Your task is to retype each line of the data below exactly.

[Entries from a point annotation set]
*****

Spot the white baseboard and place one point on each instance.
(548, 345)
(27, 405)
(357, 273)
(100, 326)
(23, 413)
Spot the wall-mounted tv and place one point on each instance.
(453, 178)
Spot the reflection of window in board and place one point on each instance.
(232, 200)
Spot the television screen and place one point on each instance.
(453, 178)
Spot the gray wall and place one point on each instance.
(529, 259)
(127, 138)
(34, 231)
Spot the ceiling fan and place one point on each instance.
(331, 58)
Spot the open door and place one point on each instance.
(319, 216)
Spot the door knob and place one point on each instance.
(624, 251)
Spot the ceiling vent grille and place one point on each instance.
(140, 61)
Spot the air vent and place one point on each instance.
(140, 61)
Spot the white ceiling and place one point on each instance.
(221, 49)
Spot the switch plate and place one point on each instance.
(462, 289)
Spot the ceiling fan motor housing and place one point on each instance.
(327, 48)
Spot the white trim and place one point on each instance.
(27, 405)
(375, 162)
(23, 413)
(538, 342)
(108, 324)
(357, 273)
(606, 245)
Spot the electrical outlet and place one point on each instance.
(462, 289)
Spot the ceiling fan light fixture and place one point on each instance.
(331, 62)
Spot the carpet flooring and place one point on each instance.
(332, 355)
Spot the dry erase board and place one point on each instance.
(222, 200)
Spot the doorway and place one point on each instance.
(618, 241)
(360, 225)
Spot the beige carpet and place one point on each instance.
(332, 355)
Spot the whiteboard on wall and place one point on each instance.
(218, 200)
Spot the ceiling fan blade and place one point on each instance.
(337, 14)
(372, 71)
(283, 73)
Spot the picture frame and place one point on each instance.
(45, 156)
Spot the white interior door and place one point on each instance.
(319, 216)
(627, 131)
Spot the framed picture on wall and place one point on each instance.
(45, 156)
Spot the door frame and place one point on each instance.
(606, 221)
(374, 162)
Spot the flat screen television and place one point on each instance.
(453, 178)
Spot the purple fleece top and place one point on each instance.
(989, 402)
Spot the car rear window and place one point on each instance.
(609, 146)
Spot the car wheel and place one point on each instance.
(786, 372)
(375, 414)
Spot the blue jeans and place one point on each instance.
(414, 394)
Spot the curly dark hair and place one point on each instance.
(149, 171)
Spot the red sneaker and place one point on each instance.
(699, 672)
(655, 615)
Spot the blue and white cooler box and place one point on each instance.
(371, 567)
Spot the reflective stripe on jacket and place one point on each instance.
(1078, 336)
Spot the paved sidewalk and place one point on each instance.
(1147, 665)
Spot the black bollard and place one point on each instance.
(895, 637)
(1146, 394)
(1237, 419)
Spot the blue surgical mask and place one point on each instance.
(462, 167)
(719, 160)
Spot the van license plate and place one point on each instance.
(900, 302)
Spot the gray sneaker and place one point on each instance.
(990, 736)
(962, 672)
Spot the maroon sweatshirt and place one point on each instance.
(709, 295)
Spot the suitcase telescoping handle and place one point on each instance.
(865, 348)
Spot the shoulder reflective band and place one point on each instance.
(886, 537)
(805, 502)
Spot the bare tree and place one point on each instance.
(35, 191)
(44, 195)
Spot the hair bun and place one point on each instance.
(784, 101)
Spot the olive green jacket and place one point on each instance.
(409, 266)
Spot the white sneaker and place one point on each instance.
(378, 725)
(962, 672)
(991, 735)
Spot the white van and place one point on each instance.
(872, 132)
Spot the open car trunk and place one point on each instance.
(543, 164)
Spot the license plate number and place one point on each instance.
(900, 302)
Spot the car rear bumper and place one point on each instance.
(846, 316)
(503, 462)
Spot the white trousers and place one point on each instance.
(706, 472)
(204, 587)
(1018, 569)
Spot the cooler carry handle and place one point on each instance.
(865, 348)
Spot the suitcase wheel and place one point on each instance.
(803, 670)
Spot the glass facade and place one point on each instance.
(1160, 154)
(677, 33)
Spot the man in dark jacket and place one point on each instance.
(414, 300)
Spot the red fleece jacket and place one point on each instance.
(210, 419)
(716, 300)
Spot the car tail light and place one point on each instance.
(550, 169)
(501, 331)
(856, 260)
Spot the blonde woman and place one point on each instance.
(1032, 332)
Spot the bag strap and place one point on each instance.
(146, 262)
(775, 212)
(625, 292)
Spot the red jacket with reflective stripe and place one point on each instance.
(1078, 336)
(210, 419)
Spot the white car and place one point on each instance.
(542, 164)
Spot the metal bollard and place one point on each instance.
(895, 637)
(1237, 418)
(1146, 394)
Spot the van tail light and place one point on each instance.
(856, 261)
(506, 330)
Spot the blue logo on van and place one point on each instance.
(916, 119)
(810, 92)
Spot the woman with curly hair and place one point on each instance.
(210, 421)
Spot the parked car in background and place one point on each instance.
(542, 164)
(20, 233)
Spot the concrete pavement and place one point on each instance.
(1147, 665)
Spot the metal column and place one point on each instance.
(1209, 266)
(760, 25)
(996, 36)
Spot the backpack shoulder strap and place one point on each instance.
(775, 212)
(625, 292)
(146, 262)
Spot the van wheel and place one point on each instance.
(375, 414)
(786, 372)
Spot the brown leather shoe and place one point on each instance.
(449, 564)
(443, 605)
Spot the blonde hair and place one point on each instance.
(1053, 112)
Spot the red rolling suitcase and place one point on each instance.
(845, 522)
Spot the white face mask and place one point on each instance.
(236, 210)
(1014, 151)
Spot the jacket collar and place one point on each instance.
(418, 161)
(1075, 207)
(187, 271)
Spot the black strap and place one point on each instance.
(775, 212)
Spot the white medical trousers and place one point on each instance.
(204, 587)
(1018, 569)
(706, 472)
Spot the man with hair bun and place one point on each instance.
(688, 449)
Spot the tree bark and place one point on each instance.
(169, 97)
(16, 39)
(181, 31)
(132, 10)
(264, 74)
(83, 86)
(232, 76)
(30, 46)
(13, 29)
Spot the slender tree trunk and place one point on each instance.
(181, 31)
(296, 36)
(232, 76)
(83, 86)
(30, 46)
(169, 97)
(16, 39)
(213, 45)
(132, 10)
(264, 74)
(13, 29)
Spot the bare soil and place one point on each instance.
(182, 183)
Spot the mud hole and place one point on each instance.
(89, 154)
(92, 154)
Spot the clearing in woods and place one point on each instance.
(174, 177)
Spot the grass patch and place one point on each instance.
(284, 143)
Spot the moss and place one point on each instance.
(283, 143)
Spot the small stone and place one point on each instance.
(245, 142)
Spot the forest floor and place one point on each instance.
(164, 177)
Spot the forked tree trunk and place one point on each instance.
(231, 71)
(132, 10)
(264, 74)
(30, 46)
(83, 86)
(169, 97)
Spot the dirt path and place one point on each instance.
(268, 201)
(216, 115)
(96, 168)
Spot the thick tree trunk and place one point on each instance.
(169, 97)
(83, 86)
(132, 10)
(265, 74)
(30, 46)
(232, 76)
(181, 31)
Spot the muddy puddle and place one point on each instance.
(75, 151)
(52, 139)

*****

Response below ▸
Spot the white baseboard and place one point on each instance.
(548, 345)
(27, 405)
(357, 273)
(100, 326)
(23, 413)
Spot the wall-mounted tv and place one point on each instance.
(453, 178)
Spot the reflection of window in board and place one point on each instance.
(232, 200)
Spot the television screen and place one point on each instance.
(453, 178)
Spot the gray wall and place one point on each instance.
(529, 259)
(127, 138)
(34, 231)
Spot the ceiling fan and place one point on each instance.
(331, 58)
Spot the open door and place one point on each instance.
(319, 216)
Spot the door knob and place one point on each instance.
(624, 251)
Spot the ceiling vent grille and place one point on each instance.
(140, 61)
Spot the air vent and place one point on each instance.
(140, 61)
Spot the white ceiling and place one point on each instance.
(221, 49)
Spot the switch plate and place one point on each instance.
(462, 289)
Spot the ceiling fan motor housing and place one point on each instance.
(327, 48)
Spot the white trim and place one point on each instance.
(27, 405)
(375, 162)
(23, 413)
(538, 342)
(108, 324)
(357, 273)
(606, 245)
Spot the electrical outlet and place one point on each instance.
(462, 289)
Spot the ceiling fan light fixture and place one point on each instance.
(331, 62)
Spot the carpet flooring and place one point on each instance.
(332, 355)
Spot the dry erase board and place one point on each instance.
(222, 200)
Spot the doorway and place one point on each instance.
(618, 241)
(360, 225)
Spot the beige carpet and place one point on each instance.
(332, 355)
Spot the whiteboard on wall and place one point on each instance.
(218, 200)
Spot the ceiling fan blade and place one point on each instance.
(337, 14)
(372, 71)
(283, 73)
Spot the picture frame and place one point on each instance.
(45, 156)
Spot the white interior door and place one point on each instance.
(319, 216)
(627, 131)
Spot the framed picture on wall and place one point on each instance.
(45, 156)
Spot the door frame and place one point on each instance.
(606, 221)
(374, 162)
Spot the flat screen television and place one point on each instance.
(453, 178)
Spot the purple fleece top and place one point on each instance.
(989, 402)
Spot the car rear window and place one point on each instance.
(609, 146)
Spot the car wheel and place one point on each instance.
(786, 372)
(375, 414)
Spot the blue jeans and place one point on each instance.
(414, 394)
Spot the curly dark hair and place one point on each instance.
(149, 171)
Spot the red sneaker and place one point on each instance.
(699, 672)
(655, 615)
Spot the blue and white cooler box and place one point on each instance.
(371, 567)
Spot the reflective stripe on jacket and place one point on each instance.
(1078, 336)
Spot the paved sidewalk and place one point on each instance.
(1147, 665)
Spot the black bollard and place one point on each instance.
(895, 637)
(1146, 394)
(1237, 419)
Spot the blue surgical mask and place one point on each instance.
(462, 167)
(719, 160)
Spot the van license plate and place one point on each instance.
(900, 302)
Spot the gray sneaker and place one point on each instance.
(990, 736)
(962, 672)
Spot the maroon sweatshirt and place one point on each instance.
(709, 295)
Spot the suitcase telescoping handle and place one point on each instance.
(865, 348)
Spot the shoulder reflective band and place one point on each instance.
(886, 537)
(805, 502)
Spot the bare tree and place one point on each instance.
(35, 191)
(44, 195)
Spot the hair bun and place one point on each instance.
(784, 101)
Spot the olive green jacket and place one point on each instance.
(409, 266)
Spot the white sneaker and place one point on each instance.
(378, 725)
(962, 672)
(991, 735)
Spot the white van and place one point on each instance.
(872, 132)
Spot the open car trunk and place one point on each instance.
(543, 164)
Spot the license plate number and place one point on each instance.
(900, 302)
Spot the car rear bumper and place one point on each instance.
(846, 316)
(503, 462)
Spot the white trousers and place one point on each instance.
(706, 472)
(204, 587)
(1018, 569)
Spot the cooler carry handle and place one point on each instance.
(865, 348)
Spot the suitcase wheel and place one point on each instance.
(803, 670)
Spot the glass facade and place one point on each instance.
(1160, 154)
(677, 33)
Spot the man in dark jacket and place one point on each instance.
(414, 300)
Spot the red fleece jacket and place one point on each instance.
(210, 419)
(716, 300)
Spot the car tail light and place one point on each instance.
(550, 169)
(501, 331)
(856, 260)
Spot the blonde woman and place one point on each instance.
(1032, 332)
Spot the bag strap and place one point on each instance.
(146, 262)
(775, 212)
(625, 292)
Spot the red jacket with reflective stripe and place one point on each instance.
(1078, 336)
(210, 419)
Spot the white car and place one point on each instance.
(542, 164)
Spot the metal bollard and place one point on each instance.
(895, 637)
(1237, 418)
(1146, 394)
Spot the van tail light and place one point on each instance.
(856, 261)
(506, 330)
Spot the blue logo on van and place one point on each instance.
(916, 119)
(810, 92)
Spot the woman with curly hair and place one point on each instance.
(210, 421)
Spot the parked car in background and place one point on each instance.
(542, 164)
(20, 233)
Spot the concrete pavement and place one point on each instance.
(1147, 665)
Spot the metal column and place one point on each instance.
(1209, 266)
(760, 25)
(996, 36)
Spot the backpack shoulder strap and place one point on each instance.
(775, 212)
(625, 292)
(146, 262)
Spot the van wheel and place one point on each instance.
(375, 414)
(786, 372)
Spot the brown leather shoe and place one point on each instance.
(449, 564)
(443, 605)
Spot the blonde hair and place one point on each instance.
(1053, 112)
Spot the red rolling suitcase and place one point on each instance.
(845, 522)
Spot the white face mask and place one point on each instance.
(236, 210)
(1014, 151)
Spot the jacket collar and place one point on each instance.
(418, 161)
(1075, 207)
(187, 271)
Spot the black strap and place one point on each instance.
(775, 212)
Spot the white medical trousers and place one point on each instance.
(204, 587)
(1018, 569)
(706, 472)
Spot the man with hair bun and place one point on each instance.
(688, 449)
Spot the tree bark and place one point on each instance.
(169, 97)
(16, 39)
(181, 31)
(132, 10)
(264, 74)
(83, 86)
(232, 76)
(30, 46)
(13, 29)
Spot the slender tree trunk and place one point on each instance.
(181, 31)
(296, 36)
(232, 76)
(83, 86)
(30, 46)
(169, 97)
(16, 39)
(213, 45)
(132, 10)
(264, 74)
(13, 29)
Spot the bare soil and place one point on each instance.
(182, 183)
Spot the mud hole and place one point on each instance.
(89, 154)
(92, 154)
Spot the clearing in woods and place one point on each instance.
(174, 177)
Spot the grass patch and place one point on each instance.
(284, 143)
Spot the moss and place one point on each instance.
(283, 143)
Spot the small stone and place one point on each instance.
(245, 142)
Spot the forest floor and place one point on each instance.
(164, 177)
Spot the forked tree trunk and place one point on each instance.
(231, 71)
(132, 10)
(264, 74)
(30, 46)
(83, 86)
(169, 97)
Spot the dirt path and place one point on each instance.
(268, 201)
(216, 115)
(96, 168)
Spot the thick tree trunk and place one point on each instance.
(169, 97)
(83, 86)
(132, 10)
(265, 74)
(30, 46)
(232, 76)
(181, 31)
Spot the muddy puddle and place one point on each instance.
(75, 151)
(52, 139)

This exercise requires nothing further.